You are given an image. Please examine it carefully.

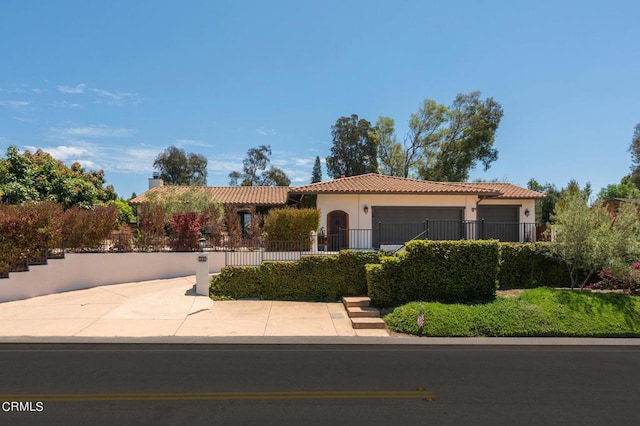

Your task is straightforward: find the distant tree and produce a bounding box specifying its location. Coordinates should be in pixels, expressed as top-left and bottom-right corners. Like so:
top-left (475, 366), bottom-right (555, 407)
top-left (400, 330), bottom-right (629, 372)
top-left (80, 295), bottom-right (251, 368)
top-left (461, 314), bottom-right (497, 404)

top-left (326, 114), bottom-right (378, 178)
top-left (375, 116), bottom-right (406, 177)
top-left (527, 178), bottom-right (560, 224)
top-left (629, 123), bottom-right (640, 187)
top-left (376, 92), bottom-right (503, 182)
top-left (597, 175), bottom-right (640, 200)
top-left (153, 145), bottom-right (207, 186)
top-left (229, 145), bottom-right (291, 186)
top-left (311, 156), bottom-right (322, 183)
top-left (0, 145), bottom-right (117, 209)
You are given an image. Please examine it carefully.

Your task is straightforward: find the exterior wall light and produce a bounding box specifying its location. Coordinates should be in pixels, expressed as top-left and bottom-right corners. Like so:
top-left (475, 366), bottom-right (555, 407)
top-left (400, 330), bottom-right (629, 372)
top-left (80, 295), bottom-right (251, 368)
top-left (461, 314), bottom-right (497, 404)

top-left (363, 205), bottom-right (369, 214)
top-left (524, 208), bottom-right (530, 218)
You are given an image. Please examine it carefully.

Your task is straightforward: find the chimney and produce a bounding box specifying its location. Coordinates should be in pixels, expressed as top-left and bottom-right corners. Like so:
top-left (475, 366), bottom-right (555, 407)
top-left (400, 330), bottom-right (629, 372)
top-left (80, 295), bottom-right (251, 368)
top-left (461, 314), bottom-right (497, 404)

top-left (148, 173), bottom-right (164, 190)
top-left (340, 174), bottom-right (345, 179)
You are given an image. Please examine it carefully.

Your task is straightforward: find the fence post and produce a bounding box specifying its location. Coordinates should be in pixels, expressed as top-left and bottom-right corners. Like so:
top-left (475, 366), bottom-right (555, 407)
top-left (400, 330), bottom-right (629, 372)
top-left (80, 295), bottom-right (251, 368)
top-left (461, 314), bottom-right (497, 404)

top-left (480, 219), bottom-right (485, 240)
top-left (310, 230), bottom-right (318, 253)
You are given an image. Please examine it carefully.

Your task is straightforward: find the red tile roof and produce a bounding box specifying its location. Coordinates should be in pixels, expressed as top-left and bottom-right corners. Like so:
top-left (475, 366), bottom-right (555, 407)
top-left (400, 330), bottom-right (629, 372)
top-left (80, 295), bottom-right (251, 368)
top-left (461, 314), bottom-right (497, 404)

top-left (453, 182), bottom-right (546, 199)
top-left (290, 173), bottom-right (502, 196)
top-left (130, 185), bottom-right (290, 205)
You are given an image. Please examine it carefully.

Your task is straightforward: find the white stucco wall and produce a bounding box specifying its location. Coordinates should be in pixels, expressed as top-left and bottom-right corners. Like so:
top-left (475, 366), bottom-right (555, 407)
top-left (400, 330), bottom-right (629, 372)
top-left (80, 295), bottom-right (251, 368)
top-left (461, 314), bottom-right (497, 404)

top-left (0, 252), bottom-right (226, 303)
top-left (316, 193), bottom-right (538, 244)
top-left (316, 193), bottom-right (481, 231)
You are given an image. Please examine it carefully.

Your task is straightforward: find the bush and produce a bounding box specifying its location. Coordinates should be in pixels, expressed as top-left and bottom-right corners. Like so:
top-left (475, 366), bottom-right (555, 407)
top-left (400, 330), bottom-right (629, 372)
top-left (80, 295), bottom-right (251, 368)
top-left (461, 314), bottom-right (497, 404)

top-left (62, 204), bottom-right (119, 250)
top-left (498, 243), bottom-right (570, 289)
top-left (367, 240), bottom-right (500, 307)
top-left (210, 250), bottom-right (383, 301)
top-left (384, 288), bottom-right (640, 337)
top-left (0, 201), bottom-right (63, 274)
top-left (264, 208), bottom-right (320, 246)
top-left (169, 212), bottom-right (206, 251)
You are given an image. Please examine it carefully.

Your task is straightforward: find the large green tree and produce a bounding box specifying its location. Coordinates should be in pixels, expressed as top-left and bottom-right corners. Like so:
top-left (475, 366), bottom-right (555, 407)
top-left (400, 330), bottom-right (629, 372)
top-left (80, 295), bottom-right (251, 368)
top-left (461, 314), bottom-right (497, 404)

top-left (153, 145), bottom-right (208, 186)
top-left (229, 145), bottom-right (291, 186)
top-left (597, 175), bottom-right (640, 200)
top-left (376, 92), bottom-right (503, 181)
top-left (0, 145), bottom-right (117, 209)
top-left (326, 114), bottom-right (378, 178)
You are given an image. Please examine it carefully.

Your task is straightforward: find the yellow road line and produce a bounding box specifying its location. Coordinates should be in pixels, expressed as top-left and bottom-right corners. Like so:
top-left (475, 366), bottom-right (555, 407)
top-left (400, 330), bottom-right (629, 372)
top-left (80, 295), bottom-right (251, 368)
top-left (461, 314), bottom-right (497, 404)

top-left (0, 390), bottom-right (435, 402)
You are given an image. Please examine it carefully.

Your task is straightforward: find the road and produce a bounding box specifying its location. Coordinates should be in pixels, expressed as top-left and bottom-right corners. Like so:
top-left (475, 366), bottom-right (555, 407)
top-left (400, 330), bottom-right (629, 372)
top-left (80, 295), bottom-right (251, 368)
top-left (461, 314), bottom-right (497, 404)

top-left (0, 343), bottom-right (638, 425)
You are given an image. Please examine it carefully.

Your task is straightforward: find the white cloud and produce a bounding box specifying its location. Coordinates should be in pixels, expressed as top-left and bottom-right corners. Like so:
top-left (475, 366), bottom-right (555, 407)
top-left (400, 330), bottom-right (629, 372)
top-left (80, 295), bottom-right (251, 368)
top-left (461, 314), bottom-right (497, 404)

top-left (91, 88), bottom-right (140, 105)
top-left (74, 159), bottom-right (100, 169)
top-left (176, 139), bottom-right (213, 148)
top-left (0, 100), bottom-right (30, 111)
top-left (50, 101), bottom-right (80, 108)
top-left (24, 145), bottom-right (92, 160)
top-left (57, 83), bottom-right (87, 94)
top-left (256, 128), bottom-right (277, 136)
top-left (50, 124), bottom-right (133, 139)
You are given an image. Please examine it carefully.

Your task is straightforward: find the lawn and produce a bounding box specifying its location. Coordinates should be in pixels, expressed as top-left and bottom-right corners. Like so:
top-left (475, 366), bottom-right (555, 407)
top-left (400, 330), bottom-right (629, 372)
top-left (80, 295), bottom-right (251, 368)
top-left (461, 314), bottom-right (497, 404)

top-left (384, 287), bottom-right (640, 337)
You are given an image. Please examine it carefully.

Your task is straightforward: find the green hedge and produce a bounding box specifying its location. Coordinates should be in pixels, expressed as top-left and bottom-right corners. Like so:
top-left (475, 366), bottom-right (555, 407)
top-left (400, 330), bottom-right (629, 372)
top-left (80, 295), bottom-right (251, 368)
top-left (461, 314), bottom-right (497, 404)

top-left (210, 250), bottom-right (383, 301)
top-left (498, 243), bottom-right (570, 289)
top-left (367, 240), bottom-right (500, 307)
top-left (264, 208), bottom-right (320, 242)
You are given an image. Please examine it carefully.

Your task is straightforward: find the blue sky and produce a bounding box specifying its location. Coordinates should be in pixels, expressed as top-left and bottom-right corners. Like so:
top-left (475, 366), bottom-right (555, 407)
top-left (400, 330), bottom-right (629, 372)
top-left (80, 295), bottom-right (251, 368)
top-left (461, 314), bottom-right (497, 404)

top-left (1, 0), bottom-right (638, 199)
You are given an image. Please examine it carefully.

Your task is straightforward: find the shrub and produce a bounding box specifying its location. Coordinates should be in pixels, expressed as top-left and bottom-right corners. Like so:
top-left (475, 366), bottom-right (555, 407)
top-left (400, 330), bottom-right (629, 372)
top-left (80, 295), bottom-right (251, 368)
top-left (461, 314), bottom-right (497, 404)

top-left (62, 204), bottom-right (119, 250)
top-left (367, 240), bottom-right (500, 307)
top-left (136, 203), bottom-right (167, 250)
top-left (264, 208), bottom-right (320, 247)
top-left (0, 201), bottom-right (63, 273)
top-left (210, 250), bottom-right (383, 301)
top-left (498, 243), bottom-right (570, 289)
top-left (384, 288), bottom-right (640, 337)
top-left (169, 212), bottom-right (206, 251)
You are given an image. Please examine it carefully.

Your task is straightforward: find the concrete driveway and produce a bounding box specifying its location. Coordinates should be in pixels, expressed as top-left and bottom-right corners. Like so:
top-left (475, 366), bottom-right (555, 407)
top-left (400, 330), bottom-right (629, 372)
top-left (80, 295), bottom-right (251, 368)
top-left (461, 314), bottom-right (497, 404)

top-left (0, 276), bottom-right (388, 338)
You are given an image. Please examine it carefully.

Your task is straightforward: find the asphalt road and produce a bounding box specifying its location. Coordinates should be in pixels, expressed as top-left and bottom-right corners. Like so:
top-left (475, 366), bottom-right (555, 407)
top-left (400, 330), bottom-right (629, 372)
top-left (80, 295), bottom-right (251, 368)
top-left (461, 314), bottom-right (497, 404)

top-left (0, 343), bottom-right (638, 425)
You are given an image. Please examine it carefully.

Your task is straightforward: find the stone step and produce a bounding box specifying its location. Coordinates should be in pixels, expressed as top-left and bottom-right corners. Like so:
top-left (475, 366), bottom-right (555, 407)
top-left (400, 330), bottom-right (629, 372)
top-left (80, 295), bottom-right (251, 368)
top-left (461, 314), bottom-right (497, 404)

top-left (351, 317), bottom-right (386, 330)
top-left (346, 306), bottom-right (380, 318)
top-left (342, 296), bottom-right (370, 308)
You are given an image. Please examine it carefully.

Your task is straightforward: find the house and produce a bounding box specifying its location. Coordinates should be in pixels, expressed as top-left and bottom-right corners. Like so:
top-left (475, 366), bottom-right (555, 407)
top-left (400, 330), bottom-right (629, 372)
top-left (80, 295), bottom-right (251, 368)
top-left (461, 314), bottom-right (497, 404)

top-left (131, 173), bottom-right (545, 249)
top-left (290, 174), bottom-right (545, 249)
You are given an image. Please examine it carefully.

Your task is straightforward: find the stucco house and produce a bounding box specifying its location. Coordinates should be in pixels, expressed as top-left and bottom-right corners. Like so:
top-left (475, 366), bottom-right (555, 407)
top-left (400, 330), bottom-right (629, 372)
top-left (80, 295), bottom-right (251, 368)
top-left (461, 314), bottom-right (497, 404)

top-left (290, 174), bottom-right (545, 250)
top-left (132, 173), bottom-right (544, 250)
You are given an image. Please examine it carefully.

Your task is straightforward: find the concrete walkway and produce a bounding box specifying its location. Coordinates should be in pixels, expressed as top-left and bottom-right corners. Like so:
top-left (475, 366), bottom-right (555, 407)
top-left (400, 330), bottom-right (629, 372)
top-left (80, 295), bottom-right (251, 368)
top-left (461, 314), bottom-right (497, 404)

top-left (0, 276), bottom-right (388, 338)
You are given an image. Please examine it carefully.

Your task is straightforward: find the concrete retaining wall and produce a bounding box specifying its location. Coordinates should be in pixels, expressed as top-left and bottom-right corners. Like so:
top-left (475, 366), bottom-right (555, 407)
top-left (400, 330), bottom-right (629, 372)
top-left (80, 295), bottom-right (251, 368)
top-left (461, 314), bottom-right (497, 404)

top-left (0, 252), bottom-right (226, 303)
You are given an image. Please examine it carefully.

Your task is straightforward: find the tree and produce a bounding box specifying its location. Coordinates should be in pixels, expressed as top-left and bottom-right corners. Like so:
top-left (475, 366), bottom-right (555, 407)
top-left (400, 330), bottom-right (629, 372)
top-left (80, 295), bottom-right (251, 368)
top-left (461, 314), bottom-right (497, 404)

top-left (0, 145), bottom-right (117, 209)
top-left (228, 145), bottom-right (291, 186)
top-left (375, 116), bottom-right (408, 177)
top-left (597, 175), bottom-right (640, 200)
top-left (629, 122), bottom-right (640, 187)
top-left (326, 114), bottom-right (378, 178)
top-left (550, 190), bottom-right (640, 289)
top-left (311, 156), bottom-right (322, 183)
top-left (376, 92), bottom-right (503, 181)
top-left (527, 178), bottom-right (560, 224)
top-left (153, 145), bottom-right (207, 186)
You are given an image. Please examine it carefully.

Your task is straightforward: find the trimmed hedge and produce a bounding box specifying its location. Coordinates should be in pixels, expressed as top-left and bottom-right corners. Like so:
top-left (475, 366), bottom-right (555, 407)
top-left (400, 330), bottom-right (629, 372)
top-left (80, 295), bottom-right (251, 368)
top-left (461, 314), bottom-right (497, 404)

top-left (498, 243), bottom-right (570, 289)
top-left (367, 240), bottom-right (500, 307)
top-left (210, 250), bottom-right (382, 301)
top-left (264, 208), bottom-right (320, 243)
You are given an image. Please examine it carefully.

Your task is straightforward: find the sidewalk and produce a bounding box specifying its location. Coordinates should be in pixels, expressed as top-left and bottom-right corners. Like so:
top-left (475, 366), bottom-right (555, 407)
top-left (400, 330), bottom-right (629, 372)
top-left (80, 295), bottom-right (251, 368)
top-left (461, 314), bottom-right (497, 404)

top-left (0, 276), bottom-right (388, 338)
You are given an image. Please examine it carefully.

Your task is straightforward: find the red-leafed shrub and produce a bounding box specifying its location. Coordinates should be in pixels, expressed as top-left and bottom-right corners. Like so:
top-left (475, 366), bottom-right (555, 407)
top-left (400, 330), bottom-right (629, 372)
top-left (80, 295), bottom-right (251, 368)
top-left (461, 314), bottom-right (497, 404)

top-left (169, 212), bottom-right (206, 251)
top-left (62, 204), bottom-right (118, 251)
top-left (136, 203), bottom-right (167, 251)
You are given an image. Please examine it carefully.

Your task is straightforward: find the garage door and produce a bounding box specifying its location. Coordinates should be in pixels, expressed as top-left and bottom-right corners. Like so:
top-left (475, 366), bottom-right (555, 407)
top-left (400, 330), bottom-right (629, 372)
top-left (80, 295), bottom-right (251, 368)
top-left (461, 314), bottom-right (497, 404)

top-left (476, 205), bottom-right (519, 242)
top-left (371, 206), bottom-right (464, 247)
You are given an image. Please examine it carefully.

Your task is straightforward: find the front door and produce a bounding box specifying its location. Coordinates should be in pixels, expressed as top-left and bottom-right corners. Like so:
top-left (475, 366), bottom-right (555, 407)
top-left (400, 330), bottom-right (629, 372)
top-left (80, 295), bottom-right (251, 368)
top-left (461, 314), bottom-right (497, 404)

top-left (327, 210), bottom-right (348, 251)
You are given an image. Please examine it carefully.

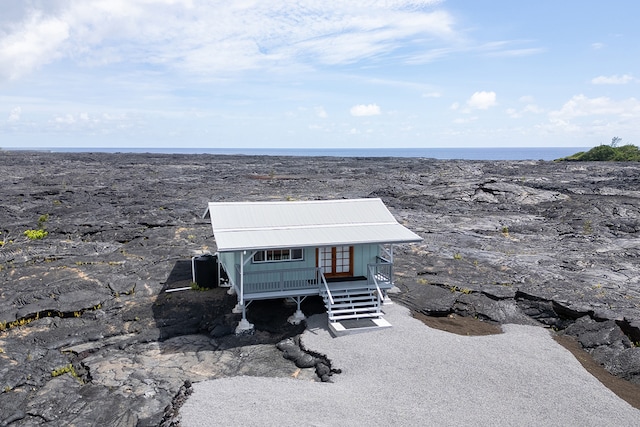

Prompt
Copy each line of the records above that carries the word "white".

Finished task
Your task is straightforward: find the white stucco wall and produce a bounding box specifying its location. Coordinates should be in pixels, expressed as top-left and bottom-right corners. Like so:
Your task is straightforward: find the white cloud and produce a bounding box specifying its location. Coordinates should be in pixels, expressed as top-left and bottom-right corners. Like so:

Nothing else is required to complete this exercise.